Extrait du texte →
+===+

La Jurisprudence est en ce domaine particulièrement abondante : Par exemple, un franchisé qui, en fin de contrat  maintien l’architecture dans ses locaux, commet une faute justifiant de la part du franchiseur une action en concurrence déloyale.

(Cass. Com 22/10/85 n° 84.10.031)

 

L’utilisation de documents commerciaux ou publicitaires est également répréhensible.

 (Cass. Com, 26/02/85 JCP ed. G 1985 IV, p 169)

 

La protection d’un produit contre toute imitation, par l’action en concurrence déloyale est-elle possible ?

Une stricte application des principes en matière de propriété industrielle devrait conduire à considérer, en vertu du principe de la liberté du commerce et de l’industrie, que tout intéressé peut reproduire, fut-ce  industriellement, une création non protégée par un droit de propriété industrielle. Admettre le contraire aboutirait à créer des monopoles d’exploitation hors de ceux qui ont été limitativement crées par le législateur.

L’action en concurrence déloyale ne saurait être utilisée comme un succédané de la contrefaçon de brevets dessins ou modèles, lorsque celle-ci peut être retenue.

Dans ces hypothèses, l’action en concurrence déloyale n’est recevable qu’à la condition de s’appuyer sur des faits autres que ceux susceptibles de constituer le délit de contrefaçon. Il faut donc invoquer des actes distincts de ceux portant atteinte à la marque.

+===+

Données fournies →
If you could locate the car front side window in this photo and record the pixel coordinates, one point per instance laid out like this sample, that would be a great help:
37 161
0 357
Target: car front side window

+===+

Rédigez la suite du texte sur l'action en concurrence déloyale, en commençant juste après sa dernière phrase.

Résultat attendu →
Une importante jurisprudence, fréquemment confirmée par la Cour Suprême s’est développée pour condamner, sur le fondement de la concurrence déloyale, la copie servile d’un produit. Il n’est d’ailleurs pas nécessaire que l’auteur d’une telle copie ait été animé par la volonté de créer une confusion. En effet, le seul fait d’offrir un produit à la vente sous une présentation identique à celle déjà utilisée par un concurrent constitue au moins une faute d’imprudence, suffisante pour qualifier un acte de concurrence déloyale.

(CA PARIS, 8/10/92 D. 1994, som, p 203)

Cependant, lorsque des raisons techniques imposent la reproduction à l’identique, s’agissant d’une forme fonctionnelle, l’idée de concurrence déloyale est exclue.
 

Þ    le débauchage :

Si  le principe de la liberté du travail doit permettre à un salarié de changer d’emploi au mieux de ses intérêts, son passage chez un concurrent est une des sources les plus fréquentes de fuites du savoir faire ou des secrets d’affaires en direction d’entreprises rivales.

ü      La concurrence déloyale est indiscutable en cas de signature, en connaissance de cause, par le nouvel employeur, d’un contrat de travail alors que le salarié est encore sous contrat avec un autre employeur.

(Cass. COM. 15/02/83, JCP 1983, ed G 1983 IV,p 137)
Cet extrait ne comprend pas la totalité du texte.